▸ What to do:
Rewrite the entries below, changing "one dot per instance" to "one point per instance" everywhere it occurs and leaving every other line as it is. Don't include the pictures in your answer.

=== Records for this exercise ===

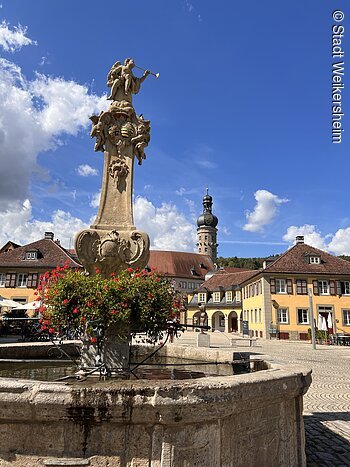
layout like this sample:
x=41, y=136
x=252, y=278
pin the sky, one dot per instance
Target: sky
x=243, y=106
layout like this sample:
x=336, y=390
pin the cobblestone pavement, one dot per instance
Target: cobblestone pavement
x=327, y=402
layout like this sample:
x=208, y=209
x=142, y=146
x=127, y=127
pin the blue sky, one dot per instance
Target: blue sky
x=243, y=105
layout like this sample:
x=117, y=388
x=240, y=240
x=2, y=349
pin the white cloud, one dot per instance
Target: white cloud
x=14, y=39
x=224, y=230
x=95, y=200
x=167, y=228
x=264, y=212
x=311, y=236
x=34, y=117
x=86, y=170
x=340, y=243
x=17, y=224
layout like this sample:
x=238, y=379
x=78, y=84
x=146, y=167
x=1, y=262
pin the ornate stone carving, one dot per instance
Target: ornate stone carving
x=112, y=242
x=112, y=252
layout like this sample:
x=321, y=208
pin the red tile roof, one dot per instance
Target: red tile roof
x=50, y=255
x=227, y=280
x=296, y=260
x=180, y=264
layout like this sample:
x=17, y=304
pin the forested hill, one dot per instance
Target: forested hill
x=252, y=263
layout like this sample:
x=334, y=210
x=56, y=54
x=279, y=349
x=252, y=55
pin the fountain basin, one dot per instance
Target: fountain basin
x=253, y=419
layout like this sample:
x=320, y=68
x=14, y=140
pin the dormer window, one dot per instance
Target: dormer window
x=314, y=260
x=31, y=255
x=216, y=297
x=202, y=297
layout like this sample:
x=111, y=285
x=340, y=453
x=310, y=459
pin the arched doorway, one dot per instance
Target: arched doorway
x=200, y=318
x=218, y=321
x=233, y=322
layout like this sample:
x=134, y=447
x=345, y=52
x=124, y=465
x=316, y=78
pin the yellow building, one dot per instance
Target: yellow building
x=276, y=300
x=218, y=301
x=21, y=266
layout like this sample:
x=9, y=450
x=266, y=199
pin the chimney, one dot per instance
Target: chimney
x=49, y=236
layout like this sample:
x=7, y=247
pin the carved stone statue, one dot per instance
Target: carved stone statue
x=112, y=243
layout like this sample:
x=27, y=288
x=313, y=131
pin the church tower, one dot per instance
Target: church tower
x=207, y=231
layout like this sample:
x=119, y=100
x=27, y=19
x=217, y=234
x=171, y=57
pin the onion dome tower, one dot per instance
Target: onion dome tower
x=207, y=231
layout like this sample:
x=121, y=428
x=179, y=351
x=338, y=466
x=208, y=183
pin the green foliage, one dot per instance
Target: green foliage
x=136, y=301
x=244, y=263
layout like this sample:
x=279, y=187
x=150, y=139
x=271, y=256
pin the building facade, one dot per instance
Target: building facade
x=218, y=301
x=21, y=266
x=207, y=231
x=277, y=299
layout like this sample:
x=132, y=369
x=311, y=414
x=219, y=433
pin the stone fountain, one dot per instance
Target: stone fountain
x=244, y=420
x=112, y=243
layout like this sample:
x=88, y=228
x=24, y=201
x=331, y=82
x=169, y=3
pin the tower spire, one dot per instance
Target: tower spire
x=207, y=231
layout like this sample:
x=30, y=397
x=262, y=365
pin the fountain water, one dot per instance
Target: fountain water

===

▸ Written solution:
layout like this sample:
x=41, y=136
x=252, y=278
pin the sky, one point per instance
Target: sky
x=243, y=106
layout like this sample:
x=336, y=390
pin the cobblestone pavement, one point per instance
Target: cobblestone pavement
x=327, y=402
layout like this sample:
x=208, y=209
x=142, y=146
x=127, y=127
pin the blue sky, one point per instance
Target: blue sky
x=243, y=105
layout like this sample:
x=117, y=388
x=240, y=240
x=2, y=349
pin the white cloud, one point per instance
Target: white cloud
x=14, y=39
x=224, y=230
x=95, y=200
x=167, y=228
x=264, y=212
x=311, y=236
x=34, y=117
x=86, y=170
x=340, y=243
x=17, y=224
layout like this sample:
x=238, y=379
x=78, y=84
x=146, y=167
x=1, y=262
pin the ornate stone carving, one point per instance
Target: ornate stone carving
x=112, y=242
x=112, y=252
layout like this sample:
x=321, y=208
pin the red tile roof, one point per instance
Target: red tile roof
x=50, y=255
x=227, y=280
x=296, y=260
x=180, y=264
layout like this sample:
x=17, y=304
pin the forested hill, one point per instance
Target: forested hill
x=252, y=263
layout like this sample:
x=334, y=210
x=56, y=54
x=279, y=349
x=252, y=55
pin the fountain basin, one point per instance
Target: fountain basin
x=253, y=419
layout like this sample:
x=320, y=68
x=14, y=140
pin the dormer window, one point per instance
Target: dormer window
x=314, y=260
x=31, y=255
x=216, y=297
x=202, y=297
layout like this sample:
x=111, y=285
x=340, y=453
x=310, y=459
pin the arched doorway, one point per instance
Target: arched doorway
x=200, y=318
x=218, y=321
x=233, y=322
layout like this sample:
x=134, y=447
x=345, y=52
x=124, y=465
x=316, y=78
pin the yellow building, one point per instance
Target: yellow building
x=276, y=300
x=218, y=301
x=21, y=266
layout like this sample:
x=9, y=450
x=266, y=199
pin the chimney, one point per instance
Target: chimney
x=49, y=236
layout like this sample:
x=7, y=247
pin the carved stone statue, one point per instance
Target: carved stone statue
x=112, y=243
layout like this sample:
x=27, y=288
x=313, y=131
pin the church tower, one point per instance
Target: church tower
x=207, y=231
layout like this sample:
x=119, y=100
x=27, y=19
x=217, y=234
x=171, y=57
pin the onion dome tower, one point per instance
Target: onion dome tower
x=207, y=231
layout like this sample:
x=121, y=428
x=179, y=351
x=338, y=466
x=208, y=183
pin the green foliage, one point per instance
Target: green foliage
x=136, y=301
x=244, y=263
layout like this sample:
x=279, y=187
x=150, y=139
x=271, y=256
pin the building facade, one point per instance
Target: building facade
x=218, y=301
x=21, y=266
x=207, y=231
x=277, y=299
layout like this sample:
x=132, y=369
x=311, y=414
x=219, y=433
pin the stone fountain, one point per instance
Target: stone fountain
x=244, y=420
x=112, y=243
layout like this sample:
x=88, y=228
x=24, y=201
x=331, y=82
x=169, y=3
pin the tower spire, one point per instance
Target: tower spire
x=207, y=231
layout like this sample:
x=30, y=397
x=262, y=365
pin the fountain water, one point per instance
Target: fountain water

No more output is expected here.